Directions ▸ Can you restate the records below word for word?

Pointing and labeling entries
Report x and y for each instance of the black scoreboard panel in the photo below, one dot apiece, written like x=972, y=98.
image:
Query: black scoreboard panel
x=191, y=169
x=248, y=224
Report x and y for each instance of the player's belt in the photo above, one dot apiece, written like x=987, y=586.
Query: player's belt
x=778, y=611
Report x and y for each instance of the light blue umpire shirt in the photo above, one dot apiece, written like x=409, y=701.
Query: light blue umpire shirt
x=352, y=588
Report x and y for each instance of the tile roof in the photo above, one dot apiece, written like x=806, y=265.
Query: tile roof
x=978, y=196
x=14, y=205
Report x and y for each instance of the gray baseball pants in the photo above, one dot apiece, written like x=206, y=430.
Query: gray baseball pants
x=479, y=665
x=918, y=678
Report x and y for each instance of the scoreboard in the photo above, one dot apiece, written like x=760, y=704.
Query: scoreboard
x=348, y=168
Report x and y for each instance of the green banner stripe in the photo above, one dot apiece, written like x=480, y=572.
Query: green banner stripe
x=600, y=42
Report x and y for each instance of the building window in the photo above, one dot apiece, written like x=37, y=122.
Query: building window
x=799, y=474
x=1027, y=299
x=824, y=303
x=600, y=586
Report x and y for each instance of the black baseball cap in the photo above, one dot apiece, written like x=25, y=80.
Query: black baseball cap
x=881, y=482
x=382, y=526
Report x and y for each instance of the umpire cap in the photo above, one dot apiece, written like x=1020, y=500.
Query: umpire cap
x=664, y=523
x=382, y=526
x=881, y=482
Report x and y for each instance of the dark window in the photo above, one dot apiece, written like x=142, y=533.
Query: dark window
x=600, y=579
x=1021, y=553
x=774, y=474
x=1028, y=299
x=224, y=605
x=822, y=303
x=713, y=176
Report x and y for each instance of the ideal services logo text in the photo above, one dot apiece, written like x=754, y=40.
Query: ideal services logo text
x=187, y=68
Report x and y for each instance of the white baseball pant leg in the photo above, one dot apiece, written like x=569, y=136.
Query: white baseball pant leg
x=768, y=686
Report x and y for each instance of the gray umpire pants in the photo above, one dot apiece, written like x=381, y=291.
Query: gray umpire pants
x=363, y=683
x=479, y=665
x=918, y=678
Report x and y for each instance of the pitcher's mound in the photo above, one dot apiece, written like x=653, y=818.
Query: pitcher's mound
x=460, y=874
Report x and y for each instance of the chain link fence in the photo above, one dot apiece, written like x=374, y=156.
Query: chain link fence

Output ▸
Report x and y for each instance of the black scoreboard panel in the photo below, one dot apiece, written like x=972, y=98.
image:
Query: black scoreboard panel
x=191, y=169
x=248, y=224
Report x and y for each instance of the player's belt in the photo above, one dot apiece, written like x=987, y=586.
Query: player's belt
x=778, y=611
Report x and y for each instance of the light blue umpire shirt in the photo above, one dot apiece, written like x=409, y=701.
Query: light blue umpire shirt
x=352, y=588
Report x and y for each instance of the tile roof in the photo above, one dot apiece, written like x=806, y=265.
Query: tile roof
x=978, y=196
x=14, y=205
Report x and y for each instance of the gray baseball pants in the photo above, one dot apiece, written like x=206, y=430.
Query: gray baseball pants
x=479, y=665
x=918, y=678
Report x and y for each instance of the scoreboard in the photo above, one dot apiece, written like x=760, y=704.
Query: scoreboard
x=348, y=168
Report x and y for each instance of the green banner stripe in the photo above, one dot apiece, written like x=480, y=572.
Query: green banner stripe
x=600, y=42
Report x and y for each instance of the building window in the photo above, one dot apiece, written like x=37, y=122.
Query: building window
x=799, y=474
x=1027, y=299
x=824, y=303
x=600, y=586
Report x and y for each instance of the black baseball cap in the photo above, one dot apiece, written like x=25, y=80.
Query: black baseball cap
x=881, y=482
x=382, y=526
Report x and y for each instance of the umpire cap in the photo above, one dot apiece, written like x=1020, y=500.
Query: umpire cap
x=664, y=523
x=382, y=526
x=881, y=482
Report x and y for each instance of the dark window in the photo above, one dot apiece, written like x=142, y=533.
Query: dark window
x=600, y=579
x=1021, y=553
x=774, y=474
x=1028, y=299
x=224, y=605
x=822, y=303
x=713, y=176
Report x and y for each instance of the ideal services logo text in the photo above, one dot apiece, written like x=754, y=40.
Query: ideal services logo text
x=187, y=68
Report x and y for each instance of the white baseball pant leg in the photo above, one dot apiece, written like x=569, y=136.
Query: white baseball pant leg
x=768, y=686
Report x and y for each instance of the gray umpire pants in the photo above, one dot apiece, written like x=381, y=291.
Query: gray umpire pants
x=363, y=683
x=479, y=665
x=918, y=678
Report x and y for each instance of the pitcher's mound in the photo above, one dot apiece, written like x=653, y=818.
Query: pitcher's mound
x=460, y=874
Report x and y for each instance of the chain link fence in the photo above, one dot apiece, written like x=374, y=156.
Query: chain link fence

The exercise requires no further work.